*Exercise aim*
Please retype, character for character, only the lines in the entries below that begin at the line containing "Spot the crow's head" and stop after the line containing "[[157, 151]]".

*Annotation data based on points*

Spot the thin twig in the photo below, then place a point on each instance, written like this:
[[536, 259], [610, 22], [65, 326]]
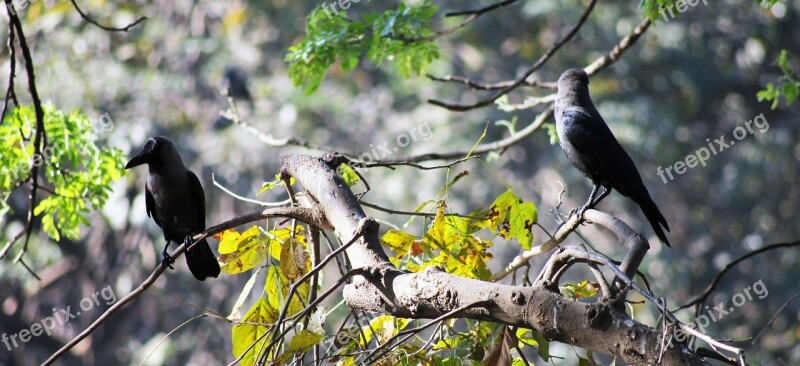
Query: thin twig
[[473, 15], [110, 29], [40, 138], [700, 299], [361, 231], [520, 80], [774, 317], [13, 60]]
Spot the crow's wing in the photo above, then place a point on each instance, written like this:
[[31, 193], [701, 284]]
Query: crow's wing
[[196, 191], [150, 205], [604, 159]]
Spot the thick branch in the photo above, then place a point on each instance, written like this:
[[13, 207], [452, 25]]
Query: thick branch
[[432, 293]]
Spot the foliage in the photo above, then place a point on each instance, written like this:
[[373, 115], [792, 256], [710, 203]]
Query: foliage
[[788, 84], [394, 35], [77, 171], [450, 242]]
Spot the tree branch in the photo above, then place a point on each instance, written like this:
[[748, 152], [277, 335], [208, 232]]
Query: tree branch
[[110, 29], [433, 293], [519, 81], [292, 212]]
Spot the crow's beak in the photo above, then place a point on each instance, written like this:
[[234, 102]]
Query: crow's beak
[[137, 160]]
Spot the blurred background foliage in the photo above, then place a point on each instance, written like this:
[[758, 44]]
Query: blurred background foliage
[[688, 79]]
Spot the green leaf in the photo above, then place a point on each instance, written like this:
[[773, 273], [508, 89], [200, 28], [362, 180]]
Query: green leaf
[[349, 175], [300, 343], [78, 170], [580, 290], [376, 36], [788, 85]]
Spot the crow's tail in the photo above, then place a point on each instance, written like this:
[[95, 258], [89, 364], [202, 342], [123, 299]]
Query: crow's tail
[[655, 217], [202, 261]]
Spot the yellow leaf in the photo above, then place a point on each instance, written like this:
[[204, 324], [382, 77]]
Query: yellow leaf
[[513, 218], [295, 262], [234, 18], [436, 235], [241, 252], [255, 325]]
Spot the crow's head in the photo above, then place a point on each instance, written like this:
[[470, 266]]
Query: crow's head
[[157, 151]]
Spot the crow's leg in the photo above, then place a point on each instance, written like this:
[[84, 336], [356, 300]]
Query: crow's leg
[[187, 241], [166, 259], [590, 202], [600, 197]]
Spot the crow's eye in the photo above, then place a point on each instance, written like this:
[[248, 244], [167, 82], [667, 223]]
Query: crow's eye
[[150, 145]]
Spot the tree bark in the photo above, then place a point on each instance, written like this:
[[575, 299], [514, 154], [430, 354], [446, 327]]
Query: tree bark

*Worked answer*
Spot the crow's head in the photo above, then place a point on each instance, written like this:
[[470, 266]]
Query: crow's head
[[157, 151]]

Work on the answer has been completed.